[Stated problem a] According to the LGTM stack README, which three buckets should be created in the MinIO dashboard?

[Selected excerpt]
Start
Skip to content

ikramhasan/lgtm-stack

Folders and files

NameName
Last commit message
Last commit date

Latest commit

 

History

6 Commits
 
 
 
 
 
 
 
 
 
 
 
 

Repository files navigation

LGTM Stack POC (Loki, Grafana, Tempo, Mimir)

An observability stack based on OpenTelemetry (OTel) and the Grafana "LGTM" suite.

Architecture

  • Loki: Log aggregation.
  • Grafana: Visualization and dashboards.
  • Tempo: Distributed tracing.
  • Mimir: Scalable Long-term storage for Prometheus metrics.
  • OTel Collector: Central gateway for receiving and routing telemetry data.
  • MinIO/S3: Object storage backend for long-term data retention.

Quick Start

1. Prerequisites

  • Docker and Docker Compose.
  • uv (for running the example app).

2. Environment Setup

Copy the example environment file and adjust if necessary:

cp .env.example .env

2.1 MinIO Setup (Optional)

Follow the MinIO setup instructions below if you want to use MinIO for local development.

3. Start the Stack

docker-compose up -d

This starts Loki, Tempo, Mimir, Grafana, the OTel Collector, and a local MinIO instance.

4. Run the Example Application

cd example/fastapi-app
uv sync
uv run python main.py

Trigger some data by visiting http://localhost:8000/process.

Configuration: MinIO vs. AWS S3

The stack is currently configured to use MinIO for local development.

Using Local MinIO (Default)

In your .env file:

S3_ENDPOINT=host.docker.internal:9000
S3_INSECURE=true
S3_FORCE_PATH_STYLE=true
AWS_ACCESS_KEY_ID=minioadmin
AWS_SECRET_ACCESS_KEY=minioadmin

Run the container docker compose up -d from example/minio to start the MinIO instance.

The MinIO instance is running at http://localhost:9000 with the default credentials minioadmin/minioadmin.

Go to the MinIO dashboard, and create the buckets loki-logs, tempo-traces, and mimir-metrics.

Using AWS S3

To switch to production AWS S3:

  1. Update .env:
    • S3_ENDPOINT: s3.us-east-1.amazonaws.com (or your region's endpoint).
End
[Material to process]
Start
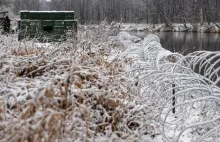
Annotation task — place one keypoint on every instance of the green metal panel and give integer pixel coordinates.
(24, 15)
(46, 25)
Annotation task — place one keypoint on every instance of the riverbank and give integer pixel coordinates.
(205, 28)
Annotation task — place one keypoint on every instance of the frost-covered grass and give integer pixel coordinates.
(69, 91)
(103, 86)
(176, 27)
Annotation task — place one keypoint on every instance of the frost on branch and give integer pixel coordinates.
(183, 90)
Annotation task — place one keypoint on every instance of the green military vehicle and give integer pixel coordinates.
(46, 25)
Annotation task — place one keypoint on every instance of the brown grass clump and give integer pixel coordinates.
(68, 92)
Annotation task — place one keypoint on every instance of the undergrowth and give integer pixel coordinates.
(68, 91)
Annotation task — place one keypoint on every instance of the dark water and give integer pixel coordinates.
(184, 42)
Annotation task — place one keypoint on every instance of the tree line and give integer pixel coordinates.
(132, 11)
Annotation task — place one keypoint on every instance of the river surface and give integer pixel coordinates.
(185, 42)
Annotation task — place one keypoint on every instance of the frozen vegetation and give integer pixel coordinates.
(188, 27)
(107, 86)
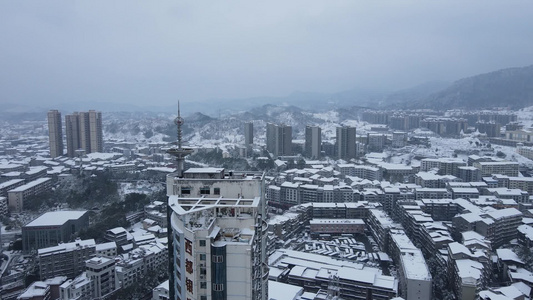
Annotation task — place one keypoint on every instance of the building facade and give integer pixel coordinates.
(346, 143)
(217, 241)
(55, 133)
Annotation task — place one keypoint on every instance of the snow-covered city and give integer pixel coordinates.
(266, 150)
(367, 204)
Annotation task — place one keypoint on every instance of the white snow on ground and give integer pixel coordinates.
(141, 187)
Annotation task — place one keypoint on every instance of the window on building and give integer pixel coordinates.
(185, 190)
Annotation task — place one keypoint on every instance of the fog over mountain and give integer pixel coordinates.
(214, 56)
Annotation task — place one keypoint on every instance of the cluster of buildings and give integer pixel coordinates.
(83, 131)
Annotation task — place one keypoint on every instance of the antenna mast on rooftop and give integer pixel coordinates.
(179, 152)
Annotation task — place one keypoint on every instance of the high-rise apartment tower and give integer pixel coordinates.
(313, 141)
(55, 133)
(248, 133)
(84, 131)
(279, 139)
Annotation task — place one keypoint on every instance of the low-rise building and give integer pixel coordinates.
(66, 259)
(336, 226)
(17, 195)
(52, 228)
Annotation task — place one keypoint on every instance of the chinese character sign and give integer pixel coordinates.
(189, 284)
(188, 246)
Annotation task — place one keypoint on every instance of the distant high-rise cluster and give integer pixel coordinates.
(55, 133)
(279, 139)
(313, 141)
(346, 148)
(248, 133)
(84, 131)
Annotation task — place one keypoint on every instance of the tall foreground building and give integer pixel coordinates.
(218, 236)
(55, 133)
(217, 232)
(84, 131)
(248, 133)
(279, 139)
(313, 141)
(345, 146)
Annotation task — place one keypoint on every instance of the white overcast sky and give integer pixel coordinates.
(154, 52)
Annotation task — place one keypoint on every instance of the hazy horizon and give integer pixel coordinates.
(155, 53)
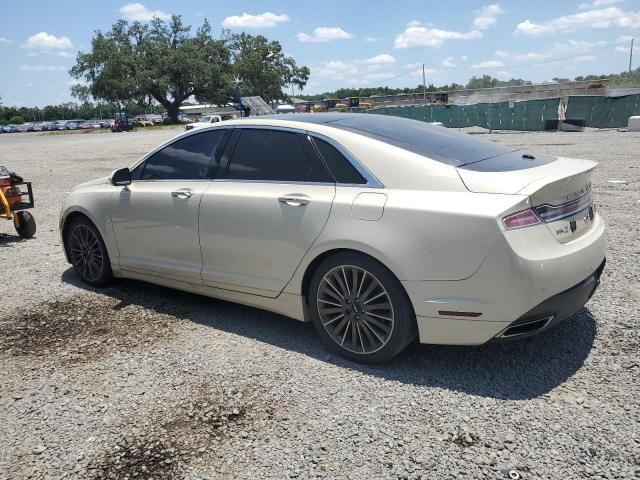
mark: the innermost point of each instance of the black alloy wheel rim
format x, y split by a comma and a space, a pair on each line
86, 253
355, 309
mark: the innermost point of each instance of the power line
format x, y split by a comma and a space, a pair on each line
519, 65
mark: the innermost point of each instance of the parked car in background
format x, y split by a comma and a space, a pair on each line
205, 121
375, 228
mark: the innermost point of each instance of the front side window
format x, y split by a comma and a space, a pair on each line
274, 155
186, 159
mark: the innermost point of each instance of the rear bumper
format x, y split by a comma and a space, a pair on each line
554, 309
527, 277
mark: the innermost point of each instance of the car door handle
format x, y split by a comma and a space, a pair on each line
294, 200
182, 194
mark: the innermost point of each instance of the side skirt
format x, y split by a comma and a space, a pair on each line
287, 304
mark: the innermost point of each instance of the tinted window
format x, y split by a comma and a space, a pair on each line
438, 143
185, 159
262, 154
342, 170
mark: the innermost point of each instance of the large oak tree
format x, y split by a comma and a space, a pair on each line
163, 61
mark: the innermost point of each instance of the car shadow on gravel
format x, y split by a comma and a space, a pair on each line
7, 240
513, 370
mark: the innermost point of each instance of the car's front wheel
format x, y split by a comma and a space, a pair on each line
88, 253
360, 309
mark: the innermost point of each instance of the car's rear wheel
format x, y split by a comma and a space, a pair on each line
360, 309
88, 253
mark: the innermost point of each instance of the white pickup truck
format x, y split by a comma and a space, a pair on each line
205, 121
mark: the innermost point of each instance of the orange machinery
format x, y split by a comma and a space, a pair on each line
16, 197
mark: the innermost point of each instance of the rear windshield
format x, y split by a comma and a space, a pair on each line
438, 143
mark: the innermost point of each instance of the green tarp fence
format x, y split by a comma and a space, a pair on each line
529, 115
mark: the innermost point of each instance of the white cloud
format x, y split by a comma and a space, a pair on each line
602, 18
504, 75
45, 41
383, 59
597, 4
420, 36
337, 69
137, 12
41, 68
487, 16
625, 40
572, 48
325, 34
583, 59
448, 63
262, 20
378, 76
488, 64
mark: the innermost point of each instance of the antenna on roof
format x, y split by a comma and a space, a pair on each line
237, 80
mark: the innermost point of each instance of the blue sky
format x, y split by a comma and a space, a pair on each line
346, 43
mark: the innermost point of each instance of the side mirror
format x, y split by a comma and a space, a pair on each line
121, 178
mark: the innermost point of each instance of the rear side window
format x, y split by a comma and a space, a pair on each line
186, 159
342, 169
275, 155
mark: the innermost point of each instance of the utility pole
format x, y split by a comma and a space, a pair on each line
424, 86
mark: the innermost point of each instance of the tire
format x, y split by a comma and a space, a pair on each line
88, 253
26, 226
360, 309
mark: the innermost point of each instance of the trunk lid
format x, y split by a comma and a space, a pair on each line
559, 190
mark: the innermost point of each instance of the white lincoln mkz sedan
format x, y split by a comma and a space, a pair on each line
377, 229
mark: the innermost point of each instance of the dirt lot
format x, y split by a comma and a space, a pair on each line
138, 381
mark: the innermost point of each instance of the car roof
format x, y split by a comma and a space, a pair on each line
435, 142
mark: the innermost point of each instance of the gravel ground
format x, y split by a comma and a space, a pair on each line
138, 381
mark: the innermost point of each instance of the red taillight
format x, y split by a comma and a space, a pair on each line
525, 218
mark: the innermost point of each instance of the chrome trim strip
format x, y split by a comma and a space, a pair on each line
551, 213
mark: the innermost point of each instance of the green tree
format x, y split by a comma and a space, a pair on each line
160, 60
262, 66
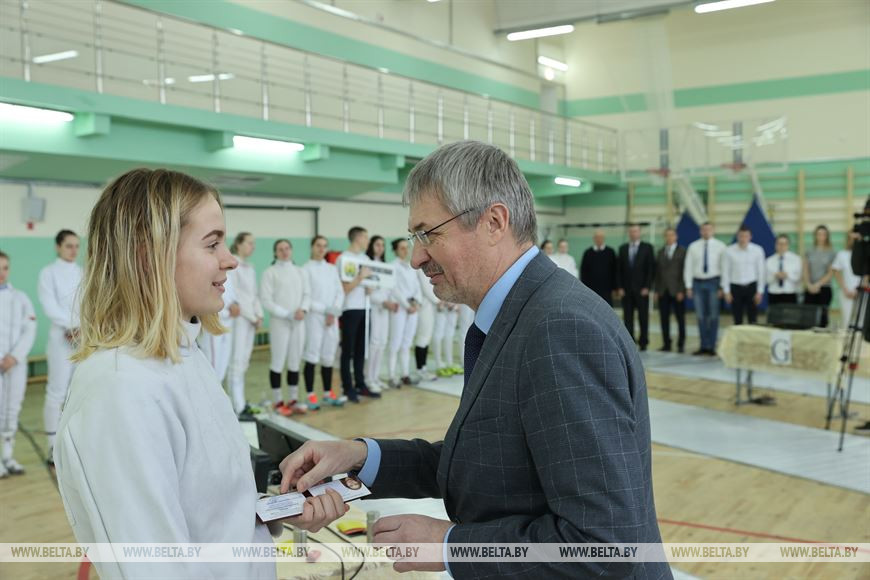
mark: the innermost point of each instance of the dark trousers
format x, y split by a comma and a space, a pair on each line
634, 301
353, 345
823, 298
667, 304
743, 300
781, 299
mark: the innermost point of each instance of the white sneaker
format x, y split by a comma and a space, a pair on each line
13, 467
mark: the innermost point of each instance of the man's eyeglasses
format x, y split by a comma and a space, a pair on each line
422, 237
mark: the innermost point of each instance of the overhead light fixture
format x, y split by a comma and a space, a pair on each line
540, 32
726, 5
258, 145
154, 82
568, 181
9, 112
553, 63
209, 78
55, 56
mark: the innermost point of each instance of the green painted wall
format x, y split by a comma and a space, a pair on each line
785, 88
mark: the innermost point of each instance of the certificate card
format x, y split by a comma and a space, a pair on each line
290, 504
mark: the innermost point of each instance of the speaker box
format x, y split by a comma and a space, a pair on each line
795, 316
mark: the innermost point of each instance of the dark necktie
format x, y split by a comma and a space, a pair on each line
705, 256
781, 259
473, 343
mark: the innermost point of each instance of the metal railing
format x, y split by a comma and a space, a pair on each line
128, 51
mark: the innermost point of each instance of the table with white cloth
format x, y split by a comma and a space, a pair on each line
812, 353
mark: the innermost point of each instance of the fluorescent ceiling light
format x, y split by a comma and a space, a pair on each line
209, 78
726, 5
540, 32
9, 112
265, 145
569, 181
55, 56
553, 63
End
Start
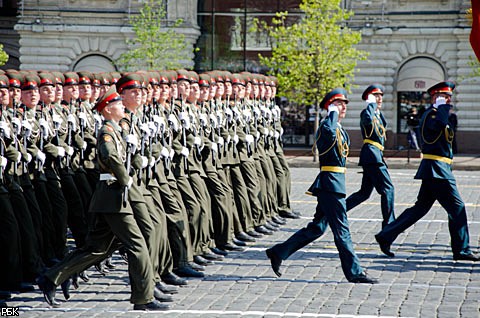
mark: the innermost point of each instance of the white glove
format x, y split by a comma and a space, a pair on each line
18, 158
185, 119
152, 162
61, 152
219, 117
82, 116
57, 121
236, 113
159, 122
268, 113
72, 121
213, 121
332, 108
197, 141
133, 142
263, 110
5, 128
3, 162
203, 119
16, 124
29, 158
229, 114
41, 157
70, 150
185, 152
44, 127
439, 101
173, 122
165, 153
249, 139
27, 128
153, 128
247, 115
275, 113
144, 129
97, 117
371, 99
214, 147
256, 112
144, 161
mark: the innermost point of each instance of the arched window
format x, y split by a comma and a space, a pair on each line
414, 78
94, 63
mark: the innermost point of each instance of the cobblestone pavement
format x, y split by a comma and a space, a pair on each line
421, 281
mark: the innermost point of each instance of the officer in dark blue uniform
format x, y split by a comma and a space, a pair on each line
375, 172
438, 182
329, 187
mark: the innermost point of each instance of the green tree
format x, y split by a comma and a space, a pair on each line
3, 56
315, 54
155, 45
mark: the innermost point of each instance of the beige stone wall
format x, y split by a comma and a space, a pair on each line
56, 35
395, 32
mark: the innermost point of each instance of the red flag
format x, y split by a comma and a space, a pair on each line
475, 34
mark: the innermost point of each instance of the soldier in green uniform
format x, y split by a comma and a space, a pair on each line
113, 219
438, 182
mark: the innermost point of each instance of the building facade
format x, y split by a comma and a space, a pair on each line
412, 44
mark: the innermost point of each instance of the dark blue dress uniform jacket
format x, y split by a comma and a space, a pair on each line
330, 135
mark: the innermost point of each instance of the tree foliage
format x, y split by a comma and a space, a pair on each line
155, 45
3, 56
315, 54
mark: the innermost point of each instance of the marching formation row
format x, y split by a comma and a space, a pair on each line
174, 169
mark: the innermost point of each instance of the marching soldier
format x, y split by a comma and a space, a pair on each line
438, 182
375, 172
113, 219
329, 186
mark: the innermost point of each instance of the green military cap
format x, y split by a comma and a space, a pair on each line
End
Start
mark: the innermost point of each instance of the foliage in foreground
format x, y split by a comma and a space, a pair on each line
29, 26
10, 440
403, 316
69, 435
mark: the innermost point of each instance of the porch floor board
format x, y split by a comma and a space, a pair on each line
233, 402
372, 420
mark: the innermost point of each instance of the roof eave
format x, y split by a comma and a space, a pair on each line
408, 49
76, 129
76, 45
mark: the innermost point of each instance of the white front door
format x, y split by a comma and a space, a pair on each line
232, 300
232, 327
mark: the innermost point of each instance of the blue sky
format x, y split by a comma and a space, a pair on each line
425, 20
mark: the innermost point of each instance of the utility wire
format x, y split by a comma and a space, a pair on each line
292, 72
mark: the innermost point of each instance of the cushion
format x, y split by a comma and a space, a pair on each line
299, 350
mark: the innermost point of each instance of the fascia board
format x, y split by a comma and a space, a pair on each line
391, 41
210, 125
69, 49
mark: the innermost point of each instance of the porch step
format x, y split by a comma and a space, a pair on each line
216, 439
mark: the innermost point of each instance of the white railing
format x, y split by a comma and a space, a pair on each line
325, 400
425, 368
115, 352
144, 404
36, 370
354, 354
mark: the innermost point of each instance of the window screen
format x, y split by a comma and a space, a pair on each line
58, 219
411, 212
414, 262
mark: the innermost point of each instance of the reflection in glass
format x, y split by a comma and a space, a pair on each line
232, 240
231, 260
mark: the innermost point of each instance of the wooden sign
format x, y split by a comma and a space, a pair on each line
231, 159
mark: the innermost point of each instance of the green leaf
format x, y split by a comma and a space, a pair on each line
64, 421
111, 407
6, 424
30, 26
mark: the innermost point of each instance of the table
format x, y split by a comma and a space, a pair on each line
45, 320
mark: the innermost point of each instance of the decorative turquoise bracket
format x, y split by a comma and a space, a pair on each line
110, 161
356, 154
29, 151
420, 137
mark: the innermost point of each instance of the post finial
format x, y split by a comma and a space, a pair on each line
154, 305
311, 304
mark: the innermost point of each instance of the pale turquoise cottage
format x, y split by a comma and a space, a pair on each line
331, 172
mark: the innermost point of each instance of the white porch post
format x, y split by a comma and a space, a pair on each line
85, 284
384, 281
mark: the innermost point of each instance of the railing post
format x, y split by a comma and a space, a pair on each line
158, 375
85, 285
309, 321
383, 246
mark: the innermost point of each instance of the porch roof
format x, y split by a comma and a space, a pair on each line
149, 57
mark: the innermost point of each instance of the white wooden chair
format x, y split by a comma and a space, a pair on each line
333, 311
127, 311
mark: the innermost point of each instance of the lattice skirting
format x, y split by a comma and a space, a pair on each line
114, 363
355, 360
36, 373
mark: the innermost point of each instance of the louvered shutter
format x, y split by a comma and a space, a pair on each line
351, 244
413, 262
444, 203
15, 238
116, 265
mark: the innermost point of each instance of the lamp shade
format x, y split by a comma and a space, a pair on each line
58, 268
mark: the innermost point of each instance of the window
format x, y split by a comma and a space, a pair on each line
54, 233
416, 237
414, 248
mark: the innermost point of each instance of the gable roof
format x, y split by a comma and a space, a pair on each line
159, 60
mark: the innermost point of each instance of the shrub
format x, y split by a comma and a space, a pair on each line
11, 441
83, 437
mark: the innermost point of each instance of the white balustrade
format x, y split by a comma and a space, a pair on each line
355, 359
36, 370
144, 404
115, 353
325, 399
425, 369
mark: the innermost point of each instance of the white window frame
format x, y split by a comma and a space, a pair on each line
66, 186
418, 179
End
[Stated problem b] Return every line of the rows that contains the string "tree".

[Full output a] loki-logs, tempo-traces, and mimir-metrics

[Full output b]
Annotation task — place one keypoint on every instance of the tree line and give integer pixel coordinates.
mark: the innermost point of each instance of the large oak tree
mark: the innermost point of each instance of the green tree
mark: the innermost point of each instance of the green tree
mark: the innermost point of each instance of the tree foliage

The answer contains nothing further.